WHAT YOU SHOULD DO:
Reproduce the material below verbatim, beginning at the line containing "locate: hilltop |" and continuing through the last line of the material.

RAW RECORDS:
┌──

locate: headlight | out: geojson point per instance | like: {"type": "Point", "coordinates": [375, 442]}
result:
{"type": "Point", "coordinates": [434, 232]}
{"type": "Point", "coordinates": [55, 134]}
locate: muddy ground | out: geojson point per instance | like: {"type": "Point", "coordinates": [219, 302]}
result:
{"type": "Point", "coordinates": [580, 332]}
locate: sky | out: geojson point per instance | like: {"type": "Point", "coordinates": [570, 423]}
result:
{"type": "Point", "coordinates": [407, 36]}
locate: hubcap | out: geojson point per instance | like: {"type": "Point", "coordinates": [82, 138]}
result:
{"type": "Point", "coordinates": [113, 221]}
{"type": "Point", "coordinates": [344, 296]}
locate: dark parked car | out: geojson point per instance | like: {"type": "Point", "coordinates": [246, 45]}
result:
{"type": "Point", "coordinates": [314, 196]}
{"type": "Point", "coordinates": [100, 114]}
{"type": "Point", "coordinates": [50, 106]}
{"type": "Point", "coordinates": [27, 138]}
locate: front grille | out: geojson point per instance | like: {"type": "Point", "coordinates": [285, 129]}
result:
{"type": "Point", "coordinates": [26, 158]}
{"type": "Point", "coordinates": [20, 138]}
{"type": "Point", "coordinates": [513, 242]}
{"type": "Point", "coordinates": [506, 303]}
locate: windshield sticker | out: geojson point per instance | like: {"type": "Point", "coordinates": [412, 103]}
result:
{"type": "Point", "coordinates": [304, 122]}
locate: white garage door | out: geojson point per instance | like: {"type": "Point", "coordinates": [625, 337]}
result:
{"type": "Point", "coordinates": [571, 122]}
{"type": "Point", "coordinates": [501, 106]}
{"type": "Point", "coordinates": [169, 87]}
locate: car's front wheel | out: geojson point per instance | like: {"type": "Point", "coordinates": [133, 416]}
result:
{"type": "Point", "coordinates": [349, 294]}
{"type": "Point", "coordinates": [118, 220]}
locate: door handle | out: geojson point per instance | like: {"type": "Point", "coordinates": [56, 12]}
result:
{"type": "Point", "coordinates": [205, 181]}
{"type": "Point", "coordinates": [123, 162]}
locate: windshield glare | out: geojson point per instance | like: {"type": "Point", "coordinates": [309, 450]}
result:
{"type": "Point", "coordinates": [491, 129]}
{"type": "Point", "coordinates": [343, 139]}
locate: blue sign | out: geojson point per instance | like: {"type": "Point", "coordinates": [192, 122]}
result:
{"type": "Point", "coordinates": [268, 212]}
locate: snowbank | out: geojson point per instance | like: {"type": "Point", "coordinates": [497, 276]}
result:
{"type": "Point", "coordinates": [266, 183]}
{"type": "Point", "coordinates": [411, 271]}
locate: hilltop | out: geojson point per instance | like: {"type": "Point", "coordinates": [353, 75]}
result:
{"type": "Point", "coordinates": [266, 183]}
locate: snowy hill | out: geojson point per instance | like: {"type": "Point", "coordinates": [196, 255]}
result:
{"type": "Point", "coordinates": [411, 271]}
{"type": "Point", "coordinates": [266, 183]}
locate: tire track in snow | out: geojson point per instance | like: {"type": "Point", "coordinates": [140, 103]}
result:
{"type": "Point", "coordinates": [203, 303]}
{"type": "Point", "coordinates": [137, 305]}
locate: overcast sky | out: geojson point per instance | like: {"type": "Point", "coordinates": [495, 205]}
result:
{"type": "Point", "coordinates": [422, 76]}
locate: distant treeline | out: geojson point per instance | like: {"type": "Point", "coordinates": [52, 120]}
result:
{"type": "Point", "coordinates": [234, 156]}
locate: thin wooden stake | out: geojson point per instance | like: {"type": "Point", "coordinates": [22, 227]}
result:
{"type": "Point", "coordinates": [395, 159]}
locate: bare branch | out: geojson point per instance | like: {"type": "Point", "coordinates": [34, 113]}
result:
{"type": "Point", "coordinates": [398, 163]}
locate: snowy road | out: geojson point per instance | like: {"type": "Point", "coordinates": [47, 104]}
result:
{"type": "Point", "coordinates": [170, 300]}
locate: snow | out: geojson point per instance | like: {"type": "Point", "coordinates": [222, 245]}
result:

└──

TASK RESPONSE:
locate: hilltop | out: geojson point per instance | like: {"type": "Point", "coordinates": [353, 75]}
result:
{"type": "Point", "coordinates": [266, 183]}
locate: snowy hill | out: geojson point per instance | like: {"type": "Point", "coordinates": [196, 255]}
result:
{"type": "Point", "coordinates": [411, 271]}
{"type": "Point", "coordinates": [266, 183]}
locate: tire track in snow | out: geojson point per instance | like: {"type": "Point", "coordinates": [140, 103]}
result:
{"type": "Point", "coordinates": [203, 303]}
{"type": "Point", "coordinates": [137, 305]}
locate: overcast sky | out: geojson point per instance | like: {"type": "Point", "coordinates": [495, 205]}
result:
{"type": "Point", "coordinates": [422, 76]}
locate: distant treeline | out: geojson point per instance | like: {"type": "Point", "coordinates": [52, 120]}
result:
{"type": "Point", "coordinates": [234, 156]}
locate: thin wooden stake | out: geojson point per instance | like: {"type": "Point", "coordinates": [22, 227]}
result:
{"type": "Point", "coordinates": [395, 159]}
locate: bare branch | out: geojson point per instance | like: {"type": "Point", "coordinates": [34, 113]}
result:
{"type": "Point", "coordinates": [398, 163]}
locate: snowy road | out: geojson point per instance | like: {"type": "Point", "coordinates": [47, 104]}
result:
{"type": "Point", "coordinates": [170, 300]}
locate: snow | out: geojson point per instance | like: {"type": "Point", "coordinates": [222, 245]}
result:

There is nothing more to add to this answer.